■ The data
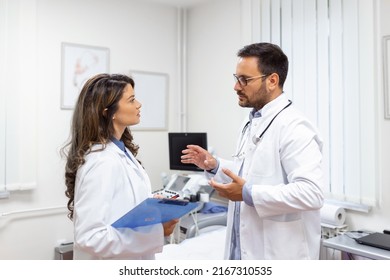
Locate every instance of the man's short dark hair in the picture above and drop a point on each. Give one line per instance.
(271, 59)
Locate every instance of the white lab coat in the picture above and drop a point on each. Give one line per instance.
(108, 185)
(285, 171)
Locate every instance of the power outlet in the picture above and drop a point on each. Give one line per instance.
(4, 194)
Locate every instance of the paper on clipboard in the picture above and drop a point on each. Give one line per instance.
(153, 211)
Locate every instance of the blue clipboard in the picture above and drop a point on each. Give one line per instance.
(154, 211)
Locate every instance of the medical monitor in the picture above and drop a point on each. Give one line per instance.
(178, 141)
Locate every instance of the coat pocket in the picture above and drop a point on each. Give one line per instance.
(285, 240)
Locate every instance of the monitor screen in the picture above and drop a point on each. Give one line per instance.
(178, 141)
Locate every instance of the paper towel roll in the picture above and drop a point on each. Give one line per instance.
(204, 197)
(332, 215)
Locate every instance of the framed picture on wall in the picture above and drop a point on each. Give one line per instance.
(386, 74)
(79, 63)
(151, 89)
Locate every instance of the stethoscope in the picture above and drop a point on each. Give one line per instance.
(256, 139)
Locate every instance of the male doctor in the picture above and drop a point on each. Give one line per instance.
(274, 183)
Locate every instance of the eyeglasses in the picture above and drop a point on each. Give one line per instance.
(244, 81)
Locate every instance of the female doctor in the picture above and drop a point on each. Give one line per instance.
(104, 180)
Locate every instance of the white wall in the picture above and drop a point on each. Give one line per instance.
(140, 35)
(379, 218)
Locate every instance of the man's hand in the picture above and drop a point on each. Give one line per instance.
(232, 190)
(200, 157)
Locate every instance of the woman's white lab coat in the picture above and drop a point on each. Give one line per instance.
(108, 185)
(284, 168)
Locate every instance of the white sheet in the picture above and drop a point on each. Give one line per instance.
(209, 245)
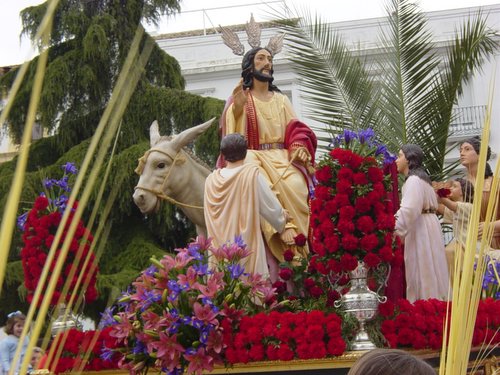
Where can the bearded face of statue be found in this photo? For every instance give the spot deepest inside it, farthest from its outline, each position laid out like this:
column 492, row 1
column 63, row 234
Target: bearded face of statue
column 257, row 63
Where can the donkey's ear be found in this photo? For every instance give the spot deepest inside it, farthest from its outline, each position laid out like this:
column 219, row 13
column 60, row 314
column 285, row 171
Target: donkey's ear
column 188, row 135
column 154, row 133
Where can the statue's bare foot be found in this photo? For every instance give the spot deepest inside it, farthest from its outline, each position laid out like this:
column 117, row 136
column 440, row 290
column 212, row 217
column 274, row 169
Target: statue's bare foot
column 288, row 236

---

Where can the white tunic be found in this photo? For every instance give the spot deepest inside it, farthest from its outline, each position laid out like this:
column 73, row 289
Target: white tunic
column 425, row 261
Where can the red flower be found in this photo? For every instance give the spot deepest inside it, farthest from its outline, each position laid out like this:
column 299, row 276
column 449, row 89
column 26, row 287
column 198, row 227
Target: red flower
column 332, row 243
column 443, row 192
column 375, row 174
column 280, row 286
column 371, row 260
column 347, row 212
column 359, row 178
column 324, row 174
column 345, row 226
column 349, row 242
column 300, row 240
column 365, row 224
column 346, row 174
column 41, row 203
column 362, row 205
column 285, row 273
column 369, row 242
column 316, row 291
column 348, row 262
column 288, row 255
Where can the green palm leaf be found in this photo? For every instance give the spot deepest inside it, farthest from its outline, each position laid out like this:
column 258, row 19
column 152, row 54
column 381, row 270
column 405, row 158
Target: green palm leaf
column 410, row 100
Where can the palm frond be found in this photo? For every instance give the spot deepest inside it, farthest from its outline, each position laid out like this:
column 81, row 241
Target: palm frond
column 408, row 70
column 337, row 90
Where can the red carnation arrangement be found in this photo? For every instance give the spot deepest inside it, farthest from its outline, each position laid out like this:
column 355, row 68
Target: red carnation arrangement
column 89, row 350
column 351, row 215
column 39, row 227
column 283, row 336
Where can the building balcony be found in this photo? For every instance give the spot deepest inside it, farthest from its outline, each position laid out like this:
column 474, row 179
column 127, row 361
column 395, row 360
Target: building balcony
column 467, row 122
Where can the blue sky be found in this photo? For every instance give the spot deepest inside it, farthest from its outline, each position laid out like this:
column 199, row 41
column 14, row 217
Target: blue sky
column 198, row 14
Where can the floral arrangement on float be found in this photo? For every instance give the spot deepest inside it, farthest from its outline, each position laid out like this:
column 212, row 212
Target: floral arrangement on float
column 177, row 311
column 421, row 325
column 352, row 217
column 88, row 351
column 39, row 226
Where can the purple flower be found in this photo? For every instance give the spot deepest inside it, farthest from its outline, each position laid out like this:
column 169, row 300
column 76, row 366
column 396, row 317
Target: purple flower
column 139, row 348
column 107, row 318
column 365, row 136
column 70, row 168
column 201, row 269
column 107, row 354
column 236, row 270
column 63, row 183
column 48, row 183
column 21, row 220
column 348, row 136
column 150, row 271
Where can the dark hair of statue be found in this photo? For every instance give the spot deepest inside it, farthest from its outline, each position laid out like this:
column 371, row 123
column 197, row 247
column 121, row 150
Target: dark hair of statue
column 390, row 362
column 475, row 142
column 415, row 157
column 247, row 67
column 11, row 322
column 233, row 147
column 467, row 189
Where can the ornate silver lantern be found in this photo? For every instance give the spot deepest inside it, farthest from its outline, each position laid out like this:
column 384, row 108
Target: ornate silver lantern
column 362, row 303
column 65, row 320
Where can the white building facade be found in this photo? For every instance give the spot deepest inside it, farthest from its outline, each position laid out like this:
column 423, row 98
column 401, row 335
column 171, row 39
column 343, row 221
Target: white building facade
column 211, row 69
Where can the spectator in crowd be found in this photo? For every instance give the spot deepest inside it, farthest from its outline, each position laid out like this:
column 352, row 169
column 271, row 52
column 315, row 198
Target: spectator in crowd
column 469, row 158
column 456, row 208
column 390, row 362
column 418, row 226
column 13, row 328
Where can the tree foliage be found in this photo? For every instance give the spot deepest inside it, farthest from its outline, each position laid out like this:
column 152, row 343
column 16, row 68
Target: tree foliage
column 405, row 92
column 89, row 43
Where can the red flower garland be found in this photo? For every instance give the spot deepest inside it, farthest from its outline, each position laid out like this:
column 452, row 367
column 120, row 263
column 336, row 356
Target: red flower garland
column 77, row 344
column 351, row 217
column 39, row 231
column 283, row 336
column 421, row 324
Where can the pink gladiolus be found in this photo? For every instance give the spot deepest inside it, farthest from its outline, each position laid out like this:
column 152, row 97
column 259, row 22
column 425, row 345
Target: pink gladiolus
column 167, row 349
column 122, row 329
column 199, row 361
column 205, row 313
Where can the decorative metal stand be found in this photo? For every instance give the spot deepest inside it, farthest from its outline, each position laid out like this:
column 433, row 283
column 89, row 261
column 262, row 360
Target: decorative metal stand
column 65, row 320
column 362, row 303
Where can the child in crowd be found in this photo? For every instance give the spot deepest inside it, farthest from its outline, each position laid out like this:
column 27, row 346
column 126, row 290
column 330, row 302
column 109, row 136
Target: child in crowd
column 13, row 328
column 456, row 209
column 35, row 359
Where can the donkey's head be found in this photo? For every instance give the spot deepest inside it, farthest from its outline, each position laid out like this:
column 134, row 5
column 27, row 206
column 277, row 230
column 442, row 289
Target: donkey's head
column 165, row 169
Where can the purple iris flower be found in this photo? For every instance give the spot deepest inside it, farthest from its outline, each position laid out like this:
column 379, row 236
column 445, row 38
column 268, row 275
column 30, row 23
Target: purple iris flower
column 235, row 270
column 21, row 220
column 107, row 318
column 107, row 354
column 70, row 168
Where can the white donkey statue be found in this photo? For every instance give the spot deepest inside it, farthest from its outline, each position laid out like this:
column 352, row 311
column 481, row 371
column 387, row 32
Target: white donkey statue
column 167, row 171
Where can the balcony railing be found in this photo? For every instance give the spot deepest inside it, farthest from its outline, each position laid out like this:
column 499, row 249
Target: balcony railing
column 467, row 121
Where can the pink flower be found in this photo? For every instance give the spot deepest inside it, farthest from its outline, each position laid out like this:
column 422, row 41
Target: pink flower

* * *

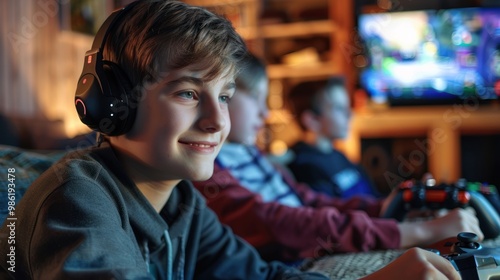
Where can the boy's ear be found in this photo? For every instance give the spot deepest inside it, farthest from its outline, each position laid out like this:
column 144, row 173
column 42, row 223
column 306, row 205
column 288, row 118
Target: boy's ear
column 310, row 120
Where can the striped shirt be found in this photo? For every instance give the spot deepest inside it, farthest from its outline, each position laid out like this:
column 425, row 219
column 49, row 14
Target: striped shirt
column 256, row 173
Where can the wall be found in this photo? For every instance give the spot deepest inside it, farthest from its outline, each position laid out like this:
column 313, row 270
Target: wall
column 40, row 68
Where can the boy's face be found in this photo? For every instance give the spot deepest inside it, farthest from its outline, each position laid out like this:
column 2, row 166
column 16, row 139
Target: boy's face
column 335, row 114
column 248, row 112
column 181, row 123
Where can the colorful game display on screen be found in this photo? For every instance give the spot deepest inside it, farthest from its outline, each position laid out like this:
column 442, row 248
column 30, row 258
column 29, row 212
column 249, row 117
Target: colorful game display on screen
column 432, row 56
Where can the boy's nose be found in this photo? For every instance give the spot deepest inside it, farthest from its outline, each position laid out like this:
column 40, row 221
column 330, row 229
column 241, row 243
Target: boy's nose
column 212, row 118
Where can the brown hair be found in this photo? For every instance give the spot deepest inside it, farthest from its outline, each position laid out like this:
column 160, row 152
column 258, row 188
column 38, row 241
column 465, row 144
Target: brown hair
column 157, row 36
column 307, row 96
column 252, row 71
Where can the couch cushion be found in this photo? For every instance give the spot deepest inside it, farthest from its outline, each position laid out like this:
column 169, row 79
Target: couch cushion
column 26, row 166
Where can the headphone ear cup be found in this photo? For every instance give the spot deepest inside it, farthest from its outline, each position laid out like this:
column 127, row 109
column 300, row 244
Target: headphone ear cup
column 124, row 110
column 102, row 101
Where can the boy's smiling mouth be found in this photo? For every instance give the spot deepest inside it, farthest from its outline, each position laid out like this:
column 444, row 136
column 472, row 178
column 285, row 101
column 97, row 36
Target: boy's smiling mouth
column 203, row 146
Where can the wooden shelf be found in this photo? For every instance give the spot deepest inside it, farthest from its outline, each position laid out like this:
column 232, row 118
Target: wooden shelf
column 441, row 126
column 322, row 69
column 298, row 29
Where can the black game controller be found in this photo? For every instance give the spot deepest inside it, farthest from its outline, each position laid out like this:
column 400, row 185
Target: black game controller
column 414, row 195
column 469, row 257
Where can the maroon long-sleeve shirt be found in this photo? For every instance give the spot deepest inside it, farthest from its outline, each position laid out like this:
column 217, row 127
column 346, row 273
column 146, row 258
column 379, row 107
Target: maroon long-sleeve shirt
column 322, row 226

■ Task goal
Retype exactly the span of lines from the one with "Target: couch cushion" through the one with "column 232, row 118"; include both ends and omit the rest of the material.

■ Reply
Target: couch cushion
column 26, row 166
Where can the headphone ear cup be found in this photo? For every instance give the spot deepest inside it, farthest from its outline, each position laid out like this:
column 127, row 109
column 300, row 244
Target: headphone ear cup
column 124, row 110
column 102, row 101
Where can the boy's smiling mouth be found in this photo? For every instance give the spot deepest inside it, farthest from its outline, each position laid out like this:
column 444, row 136
column 472, row 178
column 285, row 101
column 97, row 36
Target: boy's smiling mouth
column 203, row 146
Where can the wooden shelf be found in this photo? For every instance give the spot deepest inside it, farthest from its outline, each position laid out like this:
column 232, row 118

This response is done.